# Supplied data:

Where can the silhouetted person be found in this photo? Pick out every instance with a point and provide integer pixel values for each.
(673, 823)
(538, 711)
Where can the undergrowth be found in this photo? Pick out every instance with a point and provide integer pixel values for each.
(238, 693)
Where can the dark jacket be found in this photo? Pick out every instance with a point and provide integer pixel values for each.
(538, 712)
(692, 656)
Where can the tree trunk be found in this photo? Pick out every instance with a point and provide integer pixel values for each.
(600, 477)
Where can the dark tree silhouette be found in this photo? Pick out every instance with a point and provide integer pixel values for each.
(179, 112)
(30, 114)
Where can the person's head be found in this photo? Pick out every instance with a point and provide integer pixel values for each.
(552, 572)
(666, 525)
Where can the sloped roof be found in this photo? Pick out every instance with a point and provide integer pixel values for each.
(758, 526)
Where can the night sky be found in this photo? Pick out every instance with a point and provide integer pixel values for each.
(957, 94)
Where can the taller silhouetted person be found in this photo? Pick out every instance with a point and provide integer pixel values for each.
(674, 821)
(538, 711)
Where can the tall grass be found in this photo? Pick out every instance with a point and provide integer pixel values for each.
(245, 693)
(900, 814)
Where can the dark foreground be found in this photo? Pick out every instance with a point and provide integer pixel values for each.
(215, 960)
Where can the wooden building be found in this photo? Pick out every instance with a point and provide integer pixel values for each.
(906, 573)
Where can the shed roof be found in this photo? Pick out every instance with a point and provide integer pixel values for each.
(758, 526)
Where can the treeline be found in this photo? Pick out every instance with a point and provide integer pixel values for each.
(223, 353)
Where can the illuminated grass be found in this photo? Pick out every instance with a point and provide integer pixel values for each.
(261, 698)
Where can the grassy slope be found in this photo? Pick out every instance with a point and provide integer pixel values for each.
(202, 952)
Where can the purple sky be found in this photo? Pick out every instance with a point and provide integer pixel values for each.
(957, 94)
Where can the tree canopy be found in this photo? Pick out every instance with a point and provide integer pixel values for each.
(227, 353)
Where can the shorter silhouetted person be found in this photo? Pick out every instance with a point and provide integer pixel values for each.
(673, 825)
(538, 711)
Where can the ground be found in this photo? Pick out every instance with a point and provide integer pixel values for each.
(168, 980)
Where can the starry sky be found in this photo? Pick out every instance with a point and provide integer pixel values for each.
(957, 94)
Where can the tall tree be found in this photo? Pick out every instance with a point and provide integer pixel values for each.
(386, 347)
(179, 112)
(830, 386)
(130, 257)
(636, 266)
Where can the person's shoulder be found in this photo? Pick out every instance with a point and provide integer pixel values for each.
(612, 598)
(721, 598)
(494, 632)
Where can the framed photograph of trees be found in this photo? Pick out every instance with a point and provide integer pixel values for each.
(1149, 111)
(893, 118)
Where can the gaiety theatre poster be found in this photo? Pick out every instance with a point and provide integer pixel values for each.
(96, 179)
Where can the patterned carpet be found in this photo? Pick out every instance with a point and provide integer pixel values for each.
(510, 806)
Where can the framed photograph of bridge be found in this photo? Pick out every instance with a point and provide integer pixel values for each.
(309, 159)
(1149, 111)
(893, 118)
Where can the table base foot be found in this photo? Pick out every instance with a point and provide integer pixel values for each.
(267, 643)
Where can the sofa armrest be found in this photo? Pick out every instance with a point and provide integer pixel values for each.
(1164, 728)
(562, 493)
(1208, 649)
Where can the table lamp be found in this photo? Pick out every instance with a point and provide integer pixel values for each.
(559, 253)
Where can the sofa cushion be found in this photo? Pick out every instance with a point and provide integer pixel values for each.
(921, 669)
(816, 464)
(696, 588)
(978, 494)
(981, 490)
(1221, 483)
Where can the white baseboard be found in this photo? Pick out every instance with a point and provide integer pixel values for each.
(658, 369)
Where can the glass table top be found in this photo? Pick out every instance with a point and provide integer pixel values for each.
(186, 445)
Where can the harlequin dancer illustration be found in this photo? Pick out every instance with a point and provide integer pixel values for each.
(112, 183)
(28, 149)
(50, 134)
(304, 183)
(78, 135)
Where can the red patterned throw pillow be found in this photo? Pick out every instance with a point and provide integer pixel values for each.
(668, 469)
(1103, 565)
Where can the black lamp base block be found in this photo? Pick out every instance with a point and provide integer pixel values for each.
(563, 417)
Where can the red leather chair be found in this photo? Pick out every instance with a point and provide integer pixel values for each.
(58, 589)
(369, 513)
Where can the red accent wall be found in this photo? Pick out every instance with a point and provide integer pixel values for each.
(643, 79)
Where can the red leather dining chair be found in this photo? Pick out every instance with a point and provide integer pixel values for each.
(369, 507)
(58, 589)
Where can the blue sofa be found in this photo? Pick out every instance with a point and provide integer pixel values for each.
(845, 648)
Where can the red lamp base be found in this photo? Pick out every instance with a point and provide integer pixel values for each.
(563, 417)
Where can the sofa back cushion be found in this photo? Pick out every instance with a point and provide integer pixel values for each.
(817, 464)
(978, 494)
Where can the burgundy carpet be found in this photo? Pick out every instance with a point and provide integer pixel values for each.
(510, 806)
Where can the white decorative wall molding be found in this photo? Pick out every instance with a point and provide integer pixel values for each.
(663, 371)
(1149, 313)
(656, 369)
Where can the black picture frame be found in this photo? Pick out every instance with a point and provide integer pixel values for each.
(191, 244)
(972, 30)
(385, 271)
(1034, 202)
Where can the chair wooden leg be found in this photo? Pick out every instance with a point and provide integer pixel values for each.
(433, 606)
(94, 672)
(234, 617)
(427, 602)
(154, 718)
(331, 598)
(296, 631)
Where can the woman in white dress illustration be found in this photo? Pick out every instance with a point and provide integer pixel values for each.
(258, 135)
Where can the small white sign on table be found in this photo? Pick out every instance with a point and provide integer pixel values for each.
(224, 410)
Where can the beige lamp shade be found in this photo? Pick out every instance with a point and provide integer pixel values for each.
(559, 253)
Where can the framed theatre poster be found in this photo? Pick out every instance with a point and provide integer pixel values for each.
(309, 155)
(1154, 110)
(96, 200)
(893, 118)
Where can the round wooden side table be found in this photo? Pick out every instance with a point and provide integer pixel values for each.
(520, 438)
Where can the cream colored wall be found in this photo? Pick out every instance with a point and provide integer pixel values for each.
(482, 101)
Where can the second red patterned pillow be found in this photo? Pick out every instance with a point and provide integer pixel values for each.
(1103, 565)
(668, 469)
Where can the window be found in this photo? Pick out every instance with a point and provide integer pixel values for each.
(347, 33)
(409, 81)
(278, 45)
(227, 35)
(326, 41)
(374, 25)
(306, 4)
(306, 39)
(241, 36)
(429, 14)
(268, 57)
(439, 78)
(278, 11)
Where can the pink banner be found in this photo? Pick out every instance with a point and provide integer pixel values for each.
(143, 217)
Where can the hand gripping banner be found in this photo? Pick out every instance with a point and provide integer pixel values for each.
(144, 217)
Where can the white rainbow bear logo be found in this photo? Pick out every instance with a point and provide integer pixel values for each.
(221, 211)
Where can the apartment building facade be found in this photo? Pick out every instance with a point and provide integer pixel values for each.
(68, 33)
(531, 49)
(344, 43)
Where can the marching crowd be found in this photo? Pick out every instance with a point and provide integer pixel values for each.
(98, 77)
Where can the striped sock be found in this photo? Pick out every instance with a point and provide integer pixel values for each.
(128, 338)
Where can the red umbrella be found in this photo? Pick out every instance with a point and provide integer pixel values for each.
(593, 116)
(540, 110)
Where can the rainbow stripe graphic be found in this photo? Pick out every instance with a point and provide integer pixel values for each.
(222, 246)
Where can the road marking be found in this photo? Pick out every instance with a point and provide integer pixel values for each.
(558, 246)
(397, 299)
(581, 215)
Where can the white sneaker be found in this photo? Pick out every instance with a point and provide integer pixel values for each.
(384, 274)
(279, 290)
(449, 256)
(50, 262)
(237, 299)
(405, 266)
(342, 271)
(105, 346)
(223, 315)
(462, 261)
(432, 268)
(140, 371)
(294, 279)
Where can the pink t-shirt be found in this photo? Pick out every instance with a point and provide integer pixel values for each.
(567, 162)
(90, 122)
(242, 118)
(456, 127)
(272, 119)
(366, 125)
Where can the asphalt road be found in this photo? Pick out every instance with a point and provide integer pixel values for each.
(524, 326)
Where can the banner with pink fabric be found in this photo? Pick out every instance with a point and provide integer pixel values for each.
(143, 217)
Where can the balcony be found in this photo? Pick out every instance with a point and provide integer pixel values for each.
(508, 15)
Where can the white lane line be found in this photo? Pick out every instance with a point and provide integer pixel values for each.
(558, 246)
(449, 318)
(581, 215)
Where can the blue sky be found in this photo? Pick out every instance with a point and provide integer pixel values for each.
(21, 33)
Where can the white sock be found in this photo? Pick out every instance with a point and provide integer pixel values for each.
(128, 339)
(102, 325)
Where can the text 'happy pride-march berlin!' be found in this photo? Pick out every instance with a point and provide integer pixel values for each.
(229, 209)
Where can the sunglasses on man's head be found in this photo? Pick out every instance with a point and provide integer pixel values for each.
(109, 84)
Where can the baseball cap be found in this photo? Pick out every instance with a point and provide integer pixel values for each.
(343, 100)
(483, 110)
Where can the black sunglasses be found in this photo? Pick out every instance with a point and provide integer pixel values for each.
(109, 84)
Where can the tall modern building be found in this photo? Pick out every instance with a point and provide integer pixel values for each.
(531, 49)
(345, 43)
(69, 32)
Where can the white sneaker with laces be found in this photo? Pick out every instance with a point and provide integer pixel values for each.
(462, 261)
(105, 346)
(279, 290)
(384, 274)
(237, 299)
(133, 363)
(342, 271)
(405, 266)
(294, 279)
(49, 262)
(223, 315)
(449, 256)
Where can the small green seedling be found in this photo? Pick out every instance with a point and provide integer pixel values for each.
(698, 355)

# Your goal:
Write out exactly the lines starting with the one that holds "Where can the blue sky" and running through the last line above.

# Exercise result:
Where can the blue sky be found in this photo? Pick out every instance with a point and provide integer pixel values for each.
(21, 33)
Where can the white sock be found in this photo? Pick out every instance with a point and provide integer pixel values for each.
(128, 339)
(102, 325)
Where can the text 'happy pride-march berlin!' be found in this photo? Pick out every instance with a point and provide integer pixel values for each.
(229, 209)
Where can the sunglasses on man's head be found in this photo? Pick out every instance with a point and provide integer pixel values for each.
(109, 84)
Where can the baseball cap be found in this photo? Pick out every instance with a point and provide integer pixel values for each.
(343, 100)
(483, 110)
Where can the black sunglasses be found in this photo? Pick out every instance with a point and provide integer pixel values for each.
(109, 84)
Where can the tall modern building be found in this photo? Pick out every instance with a point and provide integer pixel values for each.
(531, 49)
(345, 43)
(69, 32)
Where can the white sneaker with laces be found in this photo? Pick out every instance with a point and provide integer pixel values for each.
(462, 261)
(105, 346)
(279, 290)
(384, 274)
(237, 299)
(133, 363)
(342, 271)
(405, 266)
(294, 279)
(49, 262)
(223, 315)
(449, 256)
Where can the small green seedling be found in this photo? Pick out every instance with a point and provide integer pixel values for each.
(698, 355)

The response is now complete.